▶ _DATA SUPPLIED_
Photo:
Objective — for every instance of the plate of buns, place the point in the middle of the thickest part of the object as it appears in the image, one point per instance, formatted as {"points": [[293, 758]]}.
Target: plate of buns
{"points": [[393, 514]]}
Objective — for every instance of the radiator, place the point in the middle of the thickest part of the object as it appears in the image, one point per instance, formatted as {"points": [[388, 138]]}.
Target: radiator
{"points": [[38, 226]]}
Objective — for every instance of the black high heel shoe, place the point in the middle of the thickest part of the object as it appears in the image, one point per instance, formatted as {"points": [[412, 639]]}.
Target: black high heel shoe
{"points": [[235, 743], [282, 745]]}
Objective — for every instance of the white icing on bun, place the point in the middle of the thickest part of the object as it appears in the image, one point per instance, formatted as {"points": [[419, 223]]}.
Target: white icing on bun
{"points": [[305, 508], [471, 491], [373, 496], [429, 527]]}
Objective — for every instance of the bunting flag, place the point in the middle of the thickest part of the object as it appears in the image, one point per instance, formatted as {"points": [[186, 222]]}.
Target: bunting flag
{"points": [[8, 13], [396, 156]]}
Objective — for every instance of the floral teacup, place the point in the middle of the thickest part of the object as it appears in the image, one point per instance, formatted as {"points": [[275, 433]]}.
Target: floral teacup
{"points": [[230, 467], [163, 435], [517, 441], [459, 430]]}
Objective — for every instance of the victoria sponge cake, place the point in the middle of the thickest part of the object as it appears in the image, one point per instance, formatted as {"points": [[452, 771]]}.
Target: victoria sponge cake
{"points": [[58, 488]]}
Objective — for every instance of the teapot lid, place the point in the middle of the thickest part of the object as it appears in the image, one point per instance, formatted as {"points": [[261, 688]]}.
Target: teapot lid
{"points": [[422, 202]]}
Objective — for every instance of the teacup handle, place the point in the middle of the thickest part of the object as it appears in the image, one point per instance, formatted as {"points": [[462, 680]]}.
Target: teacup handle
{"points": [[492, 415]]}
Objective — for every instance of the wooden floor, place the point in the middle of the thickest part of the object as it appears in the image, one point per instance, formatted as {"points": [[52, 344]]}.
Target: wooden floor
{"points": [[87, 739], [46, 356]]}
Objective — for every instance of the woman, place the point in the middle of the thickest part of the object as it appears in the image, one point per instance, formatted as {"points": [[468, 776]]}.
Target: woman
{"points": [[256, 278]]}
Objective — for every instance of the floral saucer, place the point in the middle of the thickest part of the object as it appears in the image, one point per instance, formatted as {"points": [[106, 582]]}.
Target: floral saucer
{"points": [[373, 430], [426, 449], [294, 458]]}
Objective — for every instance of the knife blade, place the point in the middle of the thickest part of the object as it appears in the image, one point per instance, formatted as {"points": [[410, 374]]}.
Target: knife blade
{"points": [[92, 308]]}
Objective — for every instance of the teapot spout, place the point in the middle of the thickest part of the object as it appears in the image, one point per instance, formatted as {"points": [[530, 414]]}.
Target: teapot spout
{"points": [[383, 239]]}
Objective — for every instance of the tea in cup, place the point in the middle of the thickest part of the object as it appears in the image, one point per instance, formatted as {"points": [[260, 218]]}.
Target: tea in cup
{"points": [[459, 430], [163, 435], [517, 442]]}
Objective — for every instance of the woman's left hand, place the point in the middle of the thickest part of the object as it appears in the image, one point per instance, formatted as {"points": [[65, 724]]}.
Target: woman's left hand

▶ _WORK TO DO_
Rewrite all the entries above as a numbered list, one line per item, with blank lines dropped.

▶ _EXERCISE RESULT_
1. Photo:
2. Objective — for every instance of the plate of buns, place the point in the middle of the thickest part of the object as it appears in the image, one point per instance, formatted as {"points": [[293, 758]]}.
3. Target: plate of buns
4. {"points": [[393, 514]]}
5. Objective — for every instance of the radiator, place the point in the middle of the thickest part of the object as it appears in the image, one point per instance, formatted as {"points": [[388, 138]]}.
6. Target: radiator
7. {"points": [[38, 226]]}
8. Objective — for every instance of the black high heel shoe, place the point in the middle of the thickest part of the object as it appears in the image, one point per instance, formatted as {"points": [[412, 639]]}.
9. Target: black high heel shoe
10. {"points": [[235, 743], [282, 745]]}
11. Objective — for every instance of the white icing on bun, place the point in the middle of the thickest part of the object as it appears in the image, one point per instance, formatted as {"points": [[419, 223]]}.
12. Target: white icing on bun
13. {"points": [[305, 508], [471, 491], [373, 496], [429, 527]]}
14. Objective — for every instance of the bunting flag, place the point in the middle of the thickest part of the object as it appears in the image, one point per instance, formatted as {"points": [[186, 222]]}.
15. Target: bunting flag
16. {"points": [[8, 13], [396, 156]]}
17. Objective — for every instance of the floral teacup, place the point in the middle of the thickest part of the object as it appears in the image, one point per instance, formatted as {"points": [[275, 433]]}.
18. Target: floral teacup
19. {"points": [[230, 467], [163, 435], [517, 441], [459, 430]]}
20. Objective — for every instance of the victoria sponge cake, place the point in the middle of the thickest part of the object as it appears in the image, one point per instance, formatted as {"points": [[452, 771]]}.
21. Target: victoria sponge cake
22. {"points": [[58, 488]]}
23. Objective — for every instance of the teapot lid, place the point in the middle of the thickest part of the object as it appears in the image, one point per instance, formatted as {"points": [[261, 688]]}.
24. Target: teapot lid
25. {"points": [[422, 202]]}
26. Objective — for every instance of the teacup handle, place the point in the middle of the thickest part of the object as it appears in the image, one point per instance, formatted as {"points": [[462, 680]]}.
27. Target: teacup handle
28. {"points": [[492, 415]]}
29. Objective — for every instance of the wooden floor, place the point in the middle of the thickest part of the object as it appears in the image, one point per instance, formatted as {"points": [[52, 344]]}.
30. Target: wooden floor
31. {"points": [[87, 739], [46, 356]]}
32. Objective — for every instance of the woman, place the point in the middle of the thickest part of the object as it appears in the image, one point per instance, formatted as {"points": [[468, 776]]}.
33. Target: woman
34. {"points": [[256, 278]]}
35. Objective — for every instance of the floral saucer, place the point in the middle of the thickest part of the object as it appears in the image, one point per instance, formatted as {"points": [[106, 582]]}.
36. Target: floral saucer
37. {"points": [[373, 430], [426, 449], [294, 458]]}
38. Objective — for every instance of the knife blade, place the point in the middle of the thickest part of the object as it appears in the image, one point per instance, formatted as {"points": [[410, 374]]}.
39. Target: knife blade
40. {"points": [[92, 308]]}
41. Objective — for every instance of the teapot spout, place the point in the middle of the thickest part of the object as it appears in the image, one point per instance, formatted as {"points": [[530, 414]]}.
42. Target: teapot spout
43. {"points": [[383, 239]]}
44. Objective — for every instance of the tea in cup, place the point in the middle of the thickest part of the object as it appears in the image, one point per instance, formatted as {"points": [[260, 218]]}.
45. Target: tea in cup
46. {"points": [[459, 430], [163, 435], [517, 442]]}
47. Objective — for every instance of the woman's left hand, place the point in the middle of the thickest part of the object as it appears in the image, one point per instance, formatted as {"points": [[65, 724]]}.
48. Target: woman's left hand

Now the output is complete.